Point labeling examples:
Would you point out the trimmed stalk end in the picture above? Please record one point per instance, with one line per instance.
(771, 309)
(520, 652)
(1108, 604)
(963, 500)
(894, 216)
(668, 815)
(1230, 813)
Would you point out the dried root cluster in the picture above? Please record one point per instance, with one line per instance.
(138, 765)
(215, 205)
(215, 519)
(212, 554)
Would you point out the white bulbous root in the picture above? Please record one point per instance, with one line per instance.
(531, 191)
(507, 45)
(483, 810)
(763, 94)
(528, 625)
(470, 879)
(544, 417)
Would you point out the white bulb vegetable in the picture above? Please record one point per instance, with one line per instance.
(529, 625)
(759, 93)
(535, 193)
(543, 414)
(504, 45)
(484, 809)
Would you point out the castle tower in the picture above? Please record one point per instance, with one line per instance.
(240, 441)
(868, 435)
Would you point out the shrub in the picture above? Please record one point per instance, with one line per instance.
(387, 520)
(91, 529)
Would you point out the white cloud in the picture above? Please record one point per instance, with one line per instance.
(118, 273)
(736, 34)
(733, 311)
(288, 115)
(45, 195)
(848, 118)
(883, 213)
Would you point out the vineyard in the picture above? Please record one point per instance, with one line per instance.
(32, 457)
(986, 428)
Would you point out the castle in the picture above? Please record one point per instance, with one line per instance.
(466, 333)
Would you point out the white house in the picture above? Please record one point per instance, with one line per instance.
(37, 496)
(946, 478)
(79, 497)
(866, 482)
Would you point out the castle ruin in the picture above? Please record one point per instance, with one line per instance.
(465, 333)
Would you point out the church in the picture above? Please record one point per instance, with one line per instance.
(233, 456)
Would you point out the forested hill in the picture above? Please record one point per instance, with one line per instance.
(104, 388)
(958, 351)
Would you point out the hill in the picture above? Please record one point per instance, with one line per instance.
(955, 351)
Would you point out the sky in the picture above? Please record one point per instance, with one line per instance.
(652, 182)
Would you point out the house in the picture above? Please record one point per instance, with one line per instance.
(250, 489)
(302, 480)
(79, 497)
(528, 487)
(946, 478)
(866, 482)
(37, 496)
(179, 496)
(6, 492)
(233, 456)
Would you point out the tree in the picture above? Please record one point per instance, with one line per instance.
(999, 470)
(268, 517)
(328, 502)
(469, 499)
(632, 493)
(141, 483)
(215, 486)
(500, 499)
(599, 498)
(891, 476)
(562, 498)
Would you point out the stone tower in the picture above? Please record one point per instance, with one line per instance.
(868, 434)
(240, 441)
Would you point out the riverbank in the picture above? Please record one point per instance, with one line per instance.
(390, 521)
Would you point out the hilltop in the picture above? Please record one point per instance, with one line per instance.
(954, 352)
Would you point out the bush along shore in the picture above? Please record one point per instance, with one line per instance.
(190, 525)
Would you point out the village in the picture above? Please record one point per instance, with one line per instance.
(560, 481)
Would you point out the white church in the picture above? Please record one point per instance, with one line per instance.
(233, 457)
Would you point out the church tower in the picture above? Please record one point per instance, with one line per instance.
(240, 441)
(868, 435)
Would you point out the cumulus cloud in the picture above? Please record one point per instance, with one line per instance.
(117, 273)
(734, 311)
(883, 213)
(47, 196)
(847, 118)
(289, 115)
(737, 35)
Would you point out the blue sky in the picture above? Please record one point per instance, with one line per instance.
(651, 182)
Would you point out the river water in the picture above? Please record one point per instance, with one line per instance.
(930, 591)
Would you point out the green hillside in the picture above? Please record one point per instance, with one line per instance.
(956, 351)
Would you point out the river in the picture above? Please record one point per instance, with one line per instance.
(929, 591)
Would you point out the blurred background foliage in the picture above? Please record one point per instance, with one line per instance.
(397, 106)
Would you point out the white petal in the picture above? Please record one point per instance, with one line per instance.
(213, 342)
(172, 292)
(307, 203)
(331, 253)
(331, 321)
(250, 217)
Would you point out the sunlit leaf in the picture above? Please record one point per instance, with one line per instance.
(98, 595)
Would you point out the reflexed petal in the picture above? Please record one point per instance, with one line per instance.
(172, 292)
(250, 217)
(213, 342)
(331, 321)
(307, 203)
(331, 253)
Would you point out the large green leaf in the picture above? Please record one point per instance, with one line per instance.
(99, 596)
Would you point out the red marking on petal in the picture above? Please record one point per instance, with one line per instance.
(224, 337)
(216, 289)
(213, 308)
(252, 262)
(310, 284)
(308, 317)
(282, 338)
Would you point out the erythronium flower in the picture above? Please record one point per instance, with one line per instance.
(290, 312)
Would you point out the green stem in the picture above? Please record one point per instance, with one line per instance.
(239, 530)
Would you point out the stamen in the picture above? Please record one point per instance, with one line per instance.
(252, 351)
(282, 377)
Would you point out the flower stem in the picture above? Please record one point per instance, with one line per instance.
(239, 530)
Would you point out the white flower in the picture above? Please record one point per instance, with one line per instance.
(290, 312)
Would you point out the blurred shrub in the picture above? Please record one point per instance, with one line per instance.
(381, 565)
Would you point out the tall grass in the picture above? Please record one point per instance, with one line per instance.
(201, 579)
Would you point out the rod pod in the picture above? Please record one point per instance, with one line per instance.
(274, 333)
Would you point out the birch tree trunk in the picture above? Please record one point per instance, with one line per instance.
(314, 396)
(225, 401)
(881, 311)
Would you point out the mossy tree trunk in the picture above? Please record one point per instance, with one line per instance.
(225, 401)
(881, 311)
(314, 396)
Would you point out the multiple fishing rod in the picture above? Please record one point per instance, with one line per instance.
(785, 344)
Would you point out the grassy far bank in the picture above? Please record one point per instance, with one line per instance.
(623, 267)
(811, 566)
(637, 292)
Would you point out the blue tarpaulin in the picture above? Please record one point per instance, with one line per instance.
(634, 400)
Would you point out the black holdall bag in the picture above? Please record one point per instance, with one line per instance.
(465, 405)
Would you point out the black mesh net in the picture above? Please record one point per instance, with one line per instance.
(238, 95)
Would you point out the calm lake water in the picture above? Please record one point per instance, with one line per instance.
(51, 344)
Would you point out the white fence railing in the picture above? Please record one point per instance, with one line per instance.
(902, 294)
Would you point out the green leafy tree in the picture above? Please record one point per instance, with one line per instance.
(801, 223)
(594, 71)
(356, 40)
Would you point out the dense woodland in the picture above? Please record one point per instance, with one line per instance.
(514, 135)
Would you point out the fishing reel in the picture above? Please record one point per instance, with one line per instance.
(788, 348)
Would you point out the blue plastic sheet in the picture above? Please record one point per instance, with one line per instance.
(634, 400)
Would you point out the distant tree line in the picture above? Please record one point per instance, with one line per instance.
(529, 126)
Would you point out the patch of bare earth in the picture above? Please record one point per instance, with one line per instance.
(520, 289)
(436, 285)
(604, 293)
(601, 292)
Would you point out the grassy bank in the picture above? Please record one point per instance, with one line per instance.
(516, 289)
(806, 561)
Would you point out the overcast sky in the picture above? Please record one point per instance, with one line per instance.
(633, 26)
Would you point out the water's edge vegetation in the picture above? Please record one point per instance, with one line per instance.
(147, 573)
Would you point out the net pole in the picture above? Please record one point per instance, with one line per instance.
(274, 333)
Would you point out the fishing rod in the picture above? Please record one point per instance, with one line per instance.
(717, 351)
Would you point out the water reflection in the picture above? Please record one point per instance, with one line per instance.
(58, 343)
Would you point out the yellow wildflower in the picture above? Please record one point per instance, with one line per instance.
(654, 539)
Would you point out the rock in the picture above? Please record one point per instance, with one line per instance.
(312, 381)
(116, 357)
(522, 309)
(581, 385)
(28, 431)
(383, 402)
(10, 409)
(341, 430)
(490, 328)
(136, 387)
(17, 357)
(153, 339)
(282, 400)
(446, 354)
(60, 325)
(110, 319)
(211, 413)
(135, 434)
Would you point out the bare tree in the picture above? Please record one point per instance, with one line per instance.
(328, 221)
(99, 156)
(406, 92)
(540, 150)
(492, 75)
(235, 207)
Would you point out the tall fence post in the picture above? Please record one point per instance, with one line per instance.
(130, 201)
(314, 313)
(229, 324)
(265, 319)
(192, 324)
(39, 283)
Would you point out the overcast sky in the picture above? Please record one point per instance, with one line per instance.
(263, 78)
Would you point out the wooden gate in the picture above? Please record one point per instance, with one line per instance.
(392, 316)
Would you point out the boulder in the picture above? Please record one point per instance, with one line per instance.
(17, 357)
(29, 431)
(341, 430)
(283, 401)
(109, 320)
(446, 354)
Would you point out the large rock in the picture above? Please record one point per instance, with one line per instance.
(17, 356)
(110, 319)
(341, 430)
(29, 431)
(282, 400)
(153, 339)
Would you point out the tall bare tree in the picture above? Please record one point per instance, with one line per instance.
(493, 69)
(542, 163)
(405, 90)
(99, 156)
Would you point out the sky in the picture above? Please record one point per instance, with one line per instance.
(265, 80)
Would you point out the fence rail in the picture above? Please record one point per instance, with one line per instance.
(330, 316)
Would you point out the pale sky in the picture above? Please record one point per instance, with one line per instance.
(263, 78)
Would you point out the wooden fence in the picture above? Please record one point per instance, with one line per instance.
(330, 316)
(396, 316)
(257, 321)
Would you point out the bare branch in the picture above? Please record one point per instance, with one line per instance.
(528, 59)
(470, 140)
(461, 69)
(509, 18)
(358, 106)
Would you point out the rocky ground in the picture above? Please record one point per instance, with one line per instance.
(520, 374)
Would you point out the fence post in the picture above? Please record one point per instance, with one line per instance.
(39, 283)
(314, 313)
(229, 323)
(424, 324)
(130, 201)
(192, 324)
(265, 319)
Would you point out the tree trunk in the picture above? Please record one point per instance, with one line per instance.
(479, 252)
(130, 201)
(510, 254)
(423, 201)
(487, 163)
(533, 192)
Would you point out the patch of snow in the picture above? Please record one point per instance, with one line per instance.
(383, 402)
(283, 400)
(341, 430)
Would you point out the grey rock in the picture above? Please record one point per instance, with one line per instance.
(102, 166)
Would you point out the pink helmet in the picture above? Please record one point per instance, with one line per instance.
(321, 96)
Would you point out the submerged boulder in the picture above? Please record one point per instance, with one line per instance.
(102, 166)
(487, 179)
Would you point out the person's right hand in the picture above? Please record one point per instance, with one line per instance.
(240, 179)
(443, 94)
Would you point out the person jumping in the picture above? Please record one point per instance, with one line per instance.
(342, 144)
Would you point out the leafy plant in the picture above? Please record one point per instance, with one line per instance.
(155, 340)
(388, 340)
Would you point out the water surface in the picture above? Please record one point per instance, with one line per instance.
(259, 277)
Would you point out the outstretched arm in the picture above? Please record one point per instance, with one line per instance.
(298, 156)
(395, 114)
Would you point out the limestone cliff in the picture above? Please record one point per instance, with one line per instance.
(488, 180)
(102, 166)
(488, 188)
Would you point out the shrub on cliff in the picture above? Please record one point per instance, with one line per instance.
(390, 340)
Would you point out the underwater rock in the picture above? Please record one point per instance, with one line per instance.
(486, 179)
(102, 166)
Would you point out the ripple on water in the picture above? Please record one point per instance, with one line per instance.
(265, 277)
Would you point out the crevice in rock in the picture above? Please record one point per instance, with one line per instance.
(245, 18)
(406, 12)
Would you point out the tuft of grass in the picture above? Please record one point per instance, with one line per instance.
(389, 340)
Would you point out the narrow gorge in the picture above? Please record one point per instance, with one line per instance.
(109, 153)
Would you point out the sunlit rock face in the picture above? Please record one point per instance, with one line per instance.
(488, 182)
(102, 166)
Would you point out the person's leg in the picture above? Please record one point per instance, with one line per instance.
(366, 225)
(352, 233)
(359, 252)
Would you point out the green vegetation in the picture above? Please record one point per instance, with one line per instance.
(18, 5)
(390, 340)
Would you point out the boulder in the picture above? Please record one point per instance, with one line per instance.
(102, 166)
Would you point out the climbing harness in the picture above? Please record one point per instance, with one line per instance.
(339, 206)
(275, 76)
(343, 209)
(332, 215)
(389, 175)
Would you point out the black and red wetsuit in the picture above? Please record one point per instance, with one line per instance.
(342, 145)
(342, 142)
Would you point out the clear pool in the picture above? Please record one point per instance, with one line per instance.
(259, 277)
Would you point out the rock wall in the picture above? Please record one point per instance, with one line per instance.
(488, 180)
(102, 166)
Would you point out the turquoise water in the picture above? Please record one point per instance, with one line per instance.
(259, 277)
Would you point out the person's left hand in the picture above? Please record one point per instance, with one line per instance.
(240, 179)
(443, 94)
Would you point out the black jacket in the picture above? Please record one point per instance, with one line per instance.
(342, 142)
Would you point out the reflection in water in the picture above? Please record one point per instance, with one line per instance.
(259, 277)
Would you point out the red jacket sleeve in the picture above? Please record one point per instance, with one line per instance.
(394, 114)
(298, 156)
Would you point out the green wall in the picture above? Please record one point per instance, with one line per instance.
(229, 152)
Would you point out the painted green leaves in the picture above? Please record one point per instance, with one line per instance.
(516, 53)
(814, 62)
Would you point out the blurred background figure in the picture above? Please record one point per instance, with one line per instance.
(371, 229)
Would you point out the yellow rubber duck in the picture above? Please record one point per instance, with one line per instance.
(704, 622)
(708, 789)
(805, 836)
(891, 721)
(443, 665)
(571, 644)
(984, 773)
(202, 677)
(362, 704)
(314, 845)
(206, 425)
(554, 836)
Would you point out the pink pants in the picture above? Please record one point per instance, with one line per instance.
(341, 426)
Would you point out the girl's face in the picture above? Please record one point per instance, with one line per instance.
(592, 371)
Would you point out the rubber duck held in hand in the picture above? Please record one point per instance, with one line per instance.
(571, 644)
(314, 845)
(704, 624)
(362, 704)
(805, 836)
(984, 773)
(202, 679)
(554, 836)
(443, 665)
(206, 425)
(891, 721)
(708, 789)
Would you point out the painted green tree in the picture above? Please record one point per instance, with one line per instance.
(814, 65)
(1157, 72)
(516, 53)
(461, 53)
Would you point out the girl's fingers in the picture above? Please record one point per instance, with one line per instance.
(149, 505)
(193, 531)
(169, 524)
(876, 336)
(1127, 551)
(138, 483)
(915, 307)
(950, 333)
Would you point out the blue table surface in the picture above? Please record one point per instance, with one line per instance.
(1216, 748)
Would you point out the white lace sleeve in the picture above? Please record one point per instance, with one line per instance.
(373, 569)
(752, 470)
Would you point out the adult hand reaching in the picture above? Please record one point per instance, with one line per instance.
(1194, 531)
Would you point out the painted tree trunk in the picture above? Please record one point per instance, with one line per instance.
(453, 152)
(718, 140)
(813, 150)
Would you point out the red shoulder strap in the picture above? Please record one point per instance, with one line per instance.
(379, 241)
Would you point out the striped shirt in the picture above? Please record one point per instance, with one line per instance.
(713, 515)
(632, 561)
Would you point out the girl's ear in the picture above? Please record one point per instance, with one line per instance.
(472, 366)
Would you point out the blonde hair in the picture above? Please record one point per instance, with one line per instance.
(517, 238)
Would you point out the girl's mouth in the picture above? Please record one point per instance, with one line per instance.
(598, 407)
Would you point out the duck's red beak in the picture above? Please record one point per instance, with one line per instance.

## EXERCISE OBJECTIVE
Each line from the one containing "Would you point out the striped" through the end of the entries, both included, is to be returned exactly, with no other lines.

## TASK RESULT
Would you point out the striped shirt in the picture above? Please record one point per instance, with one line per instance.
(713, 515)
(632, 561)
Would you point out the girl's ear in the picture above? Please record one point per instance, with one line per instance.
(472, 366)
Would you point out the blonde hair in the picture above? Please record one point per instance, with one line per instance.
(517, 238)
Would you point out the girl's mouth in the picture above? Please record one point per instance, with one line per instance.
(598, 407)
Would you point out the duck's red beak in the picture above? Please record one point per instance, with one line per instance.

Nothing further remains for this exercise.